§ **Selected passage**:
....
A good many companies are moving to cloud systems, yes there are benefits for them. But there are dangers. Consider the reaction to Windows 10, I’ve never seen techies so opposed to anything and I’m not the only one thinking that. Even when configured for maximum privacy, Windows 10 still talks back to Microsoft. If left unconfigured and installed in a doctors office or law practise, what are the ramifications of such a thing for client or patient confidentiality? If you’re forced to bring the data back in house, how do you obtain guarantees that it’s been removed from the cloud systems? What are the consequences if you can’t?
This is the world we’re moving towards, that we already have one foot in. More and more services will refrain from charging up front fees and will move towards less obvious methods of generating revenue. These methods will involve bombarding us with advertising or more unpleasant methods involving profiling and monitoring.
For my part, this is a world I find very distasteful and of highly dubious ethics. I’m already making Raspberry Pi based efforts to move away, when I’m ready I’ll write up what I’m doing and share it in the hope it benefits others of a similar cast of mind to myself.
Last week, I talked in my usual brief fashion about the idea of Externalisation. I want to expand my thinking on this a little further, to round things out. What I mean when I say Externalisation is the pushing off of costs onto a third party. The idea of somebody making a living by taking in other peoples washing is a good example. The price here is financial, but in other cases (for example modern cloud systems and social networks) the price is less obvious and in my view more insidious.
....
§ **Data under study**:

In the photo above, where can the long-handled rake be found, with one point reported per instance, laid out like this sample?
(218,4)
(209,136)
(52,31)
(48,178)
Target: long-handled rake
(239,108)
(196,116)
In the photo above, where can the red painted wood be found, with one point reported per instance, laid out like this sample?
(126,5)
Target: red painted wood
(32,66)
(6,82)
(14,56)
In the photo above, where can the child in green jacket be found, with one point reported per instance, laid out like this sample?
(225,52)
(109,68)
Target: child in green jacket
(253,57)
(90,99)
....
Extend the essay on externalisation and cloud systems past its final sentence. Ignore the records entirely.

§ **Expected answer**:
The current crop of “in play” social networks and search engines have certainly made the world smaller. The effort of communicating with and keeping up with a large number of people is hugely reduced. Especially for a group who are geographically dispersed. However, they charge for their services by providing targeted advertising or monetising personal data in one way or another. This isn’t always completely obvious, but is in the Terms and Conditions (which nobody really reads) and can often mean that you cede ownership of anything you put onto these networks. It’s also worth noticing how difficult it is to completely remove your data from these sites. I’d been talking about that problem two years ago and the recent Ashley Madison break in, with the continued existence of “deleted accounts” proves that I was completely correct.
Externalising things has huge benefits, the ability to call in specialists and to offload work that we find unpleasant, inconvenient or demeaning. I mean look at Subway, imagine having to bear the time, effort and cost of preparing all those sandwich ingredients and sauces yourself; not to mention the stuff you’d end up throwing in the bin when it went off. But by letting them do it, you get a very nice lunch and they have to deal with the messy stuff. Externalisation works beautifully, but comes with a cost. This can vary from control issues to trust issues (I know a horrible story about a well known UK pub chain, a staff Christmas party and an uncooked turkey), to giving up the ability to do the things competently for yourself.
It’s not all bad, but it’s not always worth it.